» **EXTRAIT CHOISI**:

------------------------

Les capos aussi auraient tout intérêt à ce qu’il fût élu pour couvrir leurs activités illégales hautement lucratives et néfastes au secteur pharmaceutique, à leurs confrères recta et aux innombrables patients sur le territoire guinéen. Ce seraient d’ailleurs eux qui auraient financé entièrement sa campagne.
Les pharmaciens vertueux fulminent, quant à eux, contre ce qu’ils qualifient de parodie électorale.
Ce monde de la pharmacie guinéenne est totalement caché et obscur à la refondation prônée et poursuivie par le président Doumbouya, comme la caverne d’Ali Baba. C’est Byzance !
Accuser le ministre d’immixtion dans le processus électoral participe d’une manœuvre de diversion et cherche à empêcher à tout prix l’assainissement du secteur pharmaceutique guinéen, une opération redoutée par les maffieux de tout acabit mais qui serait, par contre, salutaire pour les pharmaciens intègres, les patients qui dépensent une fortune pour se soigner et le système de santé guinéen. Car si ce système commence à l’hôpital, il finit dans les officines.
Le ministre, pharmacien de son état, n’est qu’un simple électeur. L’élection et l’installation faites, il met le Conseil élu à la disposition de l’inspection générale de la Santé et de la direction nationale de la Pharmacie et du Médicament (DNPM), les tutelles avec lesquelles le Conseil de l’Ordre devra étroitement travailler dans l’intérêt bien compris du secteur et des patients et remplir sa mission définie par la loi.

------------------------

Poursuivez l'extrait sur l'élection au Conseil de l'Ordre des pharmaciens de Guinée en reprenant juste après sa dernière phrase.

------------------------

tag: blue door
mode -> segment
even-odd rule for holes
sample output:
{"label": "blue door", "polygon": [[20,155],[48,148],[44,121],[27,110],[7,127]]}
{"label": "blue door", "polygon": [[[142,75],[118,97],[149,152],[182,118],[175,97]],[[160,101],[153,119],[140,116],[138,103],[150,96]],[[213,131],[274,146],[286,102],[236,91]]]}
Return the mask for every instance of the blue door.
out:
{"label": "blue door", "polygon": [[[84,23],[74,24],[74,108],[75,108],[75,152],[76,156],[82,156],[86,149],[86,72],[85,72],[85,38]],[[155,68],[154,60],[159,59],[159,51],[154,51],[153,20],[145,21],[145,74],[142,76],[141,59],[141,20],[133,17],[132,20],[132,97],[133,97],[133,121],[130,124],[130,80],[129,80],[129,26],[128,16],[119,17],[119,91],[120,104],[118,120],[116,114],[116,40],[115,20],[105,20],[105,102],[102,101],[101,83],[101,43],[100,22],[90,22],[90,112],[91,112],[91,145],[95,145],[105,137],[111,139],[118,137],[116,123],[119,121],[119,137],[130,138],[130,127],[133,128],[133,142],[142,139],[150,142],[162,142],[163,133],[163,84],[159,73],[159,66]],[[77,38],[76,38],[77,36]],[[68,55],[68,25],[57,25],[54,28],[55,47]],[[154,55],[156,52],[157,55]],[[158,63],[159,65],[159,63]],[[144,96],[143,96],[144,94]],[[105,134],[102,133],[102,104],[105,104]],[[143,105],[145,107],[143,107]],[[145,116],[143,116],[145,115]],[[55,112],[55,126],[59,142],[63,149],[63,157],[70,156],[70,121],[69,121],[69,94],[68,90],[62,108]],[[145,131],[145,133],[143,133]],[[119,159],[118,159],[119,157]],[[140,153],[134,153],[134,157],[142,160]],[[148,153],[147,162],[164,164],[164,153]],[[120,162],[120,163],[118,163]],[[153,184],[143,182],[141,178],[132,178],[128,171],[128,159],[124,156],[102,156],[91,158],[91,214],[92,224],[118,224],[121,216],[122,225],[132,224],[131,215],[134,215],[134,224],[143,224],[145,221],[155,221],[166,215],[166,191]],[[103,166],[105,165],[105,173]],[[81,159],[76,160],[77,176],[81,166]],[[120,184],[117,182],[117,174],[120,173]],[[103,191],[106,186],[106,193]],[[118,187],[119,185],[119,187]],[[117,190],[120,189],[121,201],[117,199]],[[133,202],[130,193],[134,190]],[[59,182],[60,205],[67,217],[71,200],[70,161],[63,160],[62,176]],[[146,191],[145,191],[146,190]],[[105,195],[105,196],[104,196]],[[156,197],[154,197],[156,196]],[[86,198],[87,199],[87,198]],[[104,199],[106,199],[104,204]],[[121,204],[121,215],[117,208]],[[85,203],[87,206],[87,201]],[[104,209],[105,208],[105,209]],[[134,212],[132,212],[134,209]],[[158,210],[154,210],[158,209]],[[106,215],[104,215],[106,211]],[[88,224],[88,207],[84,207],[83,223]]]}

------------------------

» **VOTRE RÉPONSE**:
Tout laisse croire que le ministre de la Santé dérange. Il ferait peur aux ripoux, étant connu pour son côté innovateur, intransigeant voire bulldozer. Raison pour laquelle, le président de la République lui fait toute confiance, malgré les vains torpillages des pêcheurs en eau trouble.
Au fond, l’objectif poursuivi par le Dr Abdourahmane Kanté, en portant l’affaire de l’élection contestée devant la justice, n’est pas tant un espoir de remporter le scrutin si jamais il est repris que de braquer les projecteurs sur les pratiques criminelles qui ont pourri le secteur pharmaceutique guinéen, de démanteler les réseaux mafieux, d’en faire démasquer et poursuivre les principaux auteurs, de mettre au pas leurs bénéficiaires, bref d’assainir la corporation, remettre la pharmacie aux pharmaciens dans la justice, l’équité et l’égalité de chances relativement à la prospérité et protéger les patients par le professionnalisme, la probité et la sécurité médicale.